■ Recorded information
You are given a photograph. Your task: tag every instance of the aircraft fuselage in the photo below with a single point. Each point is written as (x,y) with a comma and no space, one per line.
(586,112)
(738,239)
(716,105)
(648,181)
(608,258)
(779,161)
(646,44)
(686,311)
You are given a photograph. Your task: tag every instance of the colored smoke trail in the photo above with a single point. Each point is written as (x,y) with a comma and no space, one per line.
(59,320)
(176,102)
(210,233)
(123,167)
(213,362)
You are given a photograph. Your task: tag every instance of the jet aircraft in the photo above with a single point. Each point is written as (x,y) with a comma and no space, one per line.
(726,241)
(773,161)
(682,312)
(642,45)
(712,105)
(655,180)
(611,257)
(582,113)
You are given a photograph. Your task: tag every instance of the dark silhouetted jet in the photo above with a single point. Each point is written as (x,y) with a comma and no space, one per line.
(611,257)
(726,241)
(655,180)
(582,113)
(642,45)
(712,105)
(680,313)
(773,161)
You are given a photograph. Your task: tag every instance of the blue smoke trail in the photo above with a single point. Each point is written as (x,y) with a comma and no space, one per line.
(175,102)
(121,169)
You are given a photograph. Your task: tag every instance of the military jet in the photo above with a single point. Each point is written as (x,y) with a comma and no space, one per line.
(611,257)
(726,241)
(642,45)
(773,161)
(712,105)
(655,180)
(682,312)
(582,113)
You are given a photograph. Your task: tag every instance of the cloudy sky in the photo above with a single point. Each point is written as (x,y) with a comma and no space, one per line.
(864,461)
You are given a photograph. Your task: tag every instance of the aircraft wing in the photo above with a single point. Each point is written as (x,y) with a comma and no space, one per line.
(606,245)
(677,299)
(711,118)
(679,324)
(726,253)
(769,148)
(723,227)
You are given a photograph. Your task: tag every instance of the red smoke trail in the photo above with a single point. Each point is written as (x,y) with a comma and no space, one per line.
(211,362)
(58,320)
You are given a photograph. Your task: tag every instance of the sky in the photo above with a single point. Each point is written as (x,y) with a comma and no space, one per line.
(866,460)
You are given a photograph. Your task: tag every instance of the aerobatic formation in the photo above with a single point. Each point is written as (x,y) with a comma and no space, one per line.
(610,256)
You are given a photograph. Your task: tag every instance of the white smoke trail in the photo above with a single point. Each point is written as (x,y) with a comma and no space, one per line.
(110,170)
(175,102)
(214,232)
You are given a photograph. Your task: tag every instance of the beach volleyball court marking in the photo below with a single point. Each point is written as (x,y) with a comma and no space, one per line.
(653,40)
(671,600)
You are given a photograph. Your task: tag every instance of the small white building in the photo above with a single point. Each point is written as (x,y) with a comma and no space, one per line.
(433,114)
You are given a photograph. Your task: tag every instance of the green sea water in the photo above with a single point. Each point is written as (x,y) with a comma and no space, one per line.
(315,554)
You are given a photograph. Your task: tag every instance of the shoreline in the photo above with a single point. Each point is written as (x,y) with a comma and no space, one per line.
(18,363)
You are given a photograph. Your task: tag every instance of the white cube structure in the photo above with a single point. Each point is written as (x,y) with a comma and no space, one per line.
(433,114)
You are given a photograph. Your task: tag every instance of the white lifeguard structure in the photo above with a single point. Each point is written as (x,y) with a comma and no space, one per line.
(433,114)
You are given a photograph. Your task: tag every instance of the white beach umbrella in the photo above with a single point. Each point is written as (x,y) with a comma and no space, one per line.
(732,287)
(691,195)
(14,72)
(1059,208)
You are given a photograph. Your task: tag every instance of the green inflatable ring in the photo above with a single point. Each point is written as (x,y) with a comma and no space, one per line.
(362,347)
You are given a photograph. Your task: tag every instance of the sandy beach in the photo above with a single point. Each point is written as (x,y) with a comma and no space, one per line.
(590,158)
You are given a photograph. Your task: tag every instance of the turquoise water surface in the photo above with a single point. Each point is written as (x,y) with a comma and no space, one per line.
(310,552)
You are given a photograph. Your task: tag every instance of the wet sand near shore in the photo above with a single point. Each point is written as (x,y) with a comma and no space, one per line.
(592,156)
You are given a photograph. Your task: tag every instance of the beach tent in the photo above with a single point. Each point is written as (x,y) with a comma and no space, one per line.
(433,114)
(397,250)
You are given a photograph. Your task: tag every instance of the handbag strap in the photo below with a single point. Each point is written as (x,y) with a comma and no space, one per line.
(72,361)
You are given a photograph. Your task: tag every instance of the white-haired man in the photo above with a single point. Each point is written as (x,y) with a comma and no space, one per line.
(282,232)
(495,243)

■ Exercise requirements
In the lines above, every record is to be repeated exactly.

■ Written response
You are given a photograph. Your task: tag every instance of the aircraft fuselage in the photo below with a single point. Each point is written as (x,y) with a comma and no space, one per line.
(586,112)
(738,239)
(716,105)
(648,181)
(608,258)
(779,161)
(646,44)
(686,311)
You are given a photograph. Your task: tag every instance of the colored smoke trail in the photo above with a single point. Each point is written as (x,y) with a comma and no space, one per line.
(59,320)
(176,102)
(210,233)
(123,167)
(213,362)
You are given a photograph. Your task: tag every instance of the jet aircraft in the photo above with a single point. Each point is written as (x,y) with a comma and no space, one per line.
(726,241)
(773,161)
(682,312)
(642,45)
(712,105)
(655,180)
(611,257)
(582,113)
You are given a photograph. Your task: tag every instance of the dark silhouetted jet in the photo above with a single point. Each point is written as (x,y) with a comma and no space, one per line.
(611,257)
(726,241)
(655,180)
(582,113)
(642,45)
(712,105)
(680,313)
(773,161)
You are given a photograph. Your task: tag every instance of the blue smoke trail in the photo above with a single point. Each point is written as (x,y) with a comma and no space, one per line.
(175,102)
(121,169)
You are given a photograph. Your task: tag every instance of the military jet in the photo above with a single point. Each point is written as (x,y) with a comma and no space, one per line.
(611,257)
(726,241)
(642,45)
(773,161)
(712,105)
(655,180)
(682,312)
(582,113)
You are given a photograph. Your task: tag every instance of the cloudy sky in the photo above with a single point. Each point is written as (x,y) with a comma and no space, one per line.
(864,461)
You are given a photograph. Your task: tag every instance of the aircraft wing in the photo above with a single point. Each point is written as (x,y) with a comma and no space, one per line.
(606,245)
(677,299)
(711,118)
(679,324)
(726,253)
(769,148)
(723,227)
You are given a photograph. Your task: tag every instance of the red smoke trail in the photo above with a single point. Each point is written as (x,y) with a comma and no space, one per line.
(211,362)
(58,320)
You are given a photograph. Your task: tag every instance of the sky in the photo above with a single point. Each point is written as (x,y) with a comma and no space, one per line.
(866,460)
You are given a photograph. Your task: tag every instance of the aerobatic formation in the photo above with a single point. Each point is written as (x,y) with a comma and no space, one per line.
(610,256)
You are given a photograph. Your task: tag every instance of the white smoke trail in the photo above with a single point. Each point is written as (x,y) with a comma and no space, one per line.
(110,170)
(175,102)
(214,232)
You are given a photograph. Your task: tag every instance of the beach volleyball court marking in the photo below with a single point. Each point is written as (x,y) with a comma and no space, one per line.
(653,40)
(671,600)
You are given a photograph. Your task: tag every instance of the small white building in the photo above with a single point. Each point is written as (x,y) with a comma and no space, one per line.
(433,114)
You are given a photograph. Your task: tag every instance of the green sea water in the photo above with a single point. Each point is written as (x,y) with a comma and no space, one per line.
(315,554)
You are given a photograph. Your task: tag every instance of the shoreline in the photo above with a single point. Each point is written as (x,y) with a comma and no space, one per line.
(18,363)
You are given a photograph. Your task: tag every instance of the white cube structure in the photo above with a single point. Each point is written as (x,y) with a comma and no space, one per line.
(433,114)
You are given a photograph. Your task: tag every instance of the white lifeguard structure in the photo above with a single point. Each point is written as (x,y) with a comma and no space, one per line.
(433,114)
You are given a photograph. Your task: tag every instance of the white beach umbrella in the photo above with a single point. Each point is written as (x,y) with a comma and no space, one per line.
(732,287)
(691,195)
(14,72)
(1059,208)
You are given a photograph. Your task: tag every instance of the green inflatable ring in the photo above with a single point. Each point is written as (x,y) with a comma and no space, one per line.
(362,347)
You are given a photograph. Your task: tag every instance of the sandy beach in the photo above with a single point. Each point is written as (x,y) with a comma and no space, one per line.
(590,158)
You are given a photograph. Your task: tag every instance of the turquoise water surface in the photo above with a single point. Each point is written as (x,y) with a comma and no space, one per line.
(310,552)
You are given a photograph. Your task: tag every instance of the wet sand near shore in the photo above with a single point. Each point is written as (x,y) with a comma and no space, one per line.
(592,156)
You are given a photograph. Your task: tag every instance of the beach tent in the photo above with a single point. Each point is written as (x,y) with a comma and no space, one per line.
(433,114)
(397,250)
You are given a photograph. Your task: tag every instance of the handbag strap in the photo below with a single point. Each point is written as (x,y) with a comma and no space, one per line.
(72,361)
You are given a photograph. Your task: tag every instance of the white-haired man in the photo above with a single point. Each point is written as (x,y) with a comma and no space, one per line.
(282,232)
(495,243)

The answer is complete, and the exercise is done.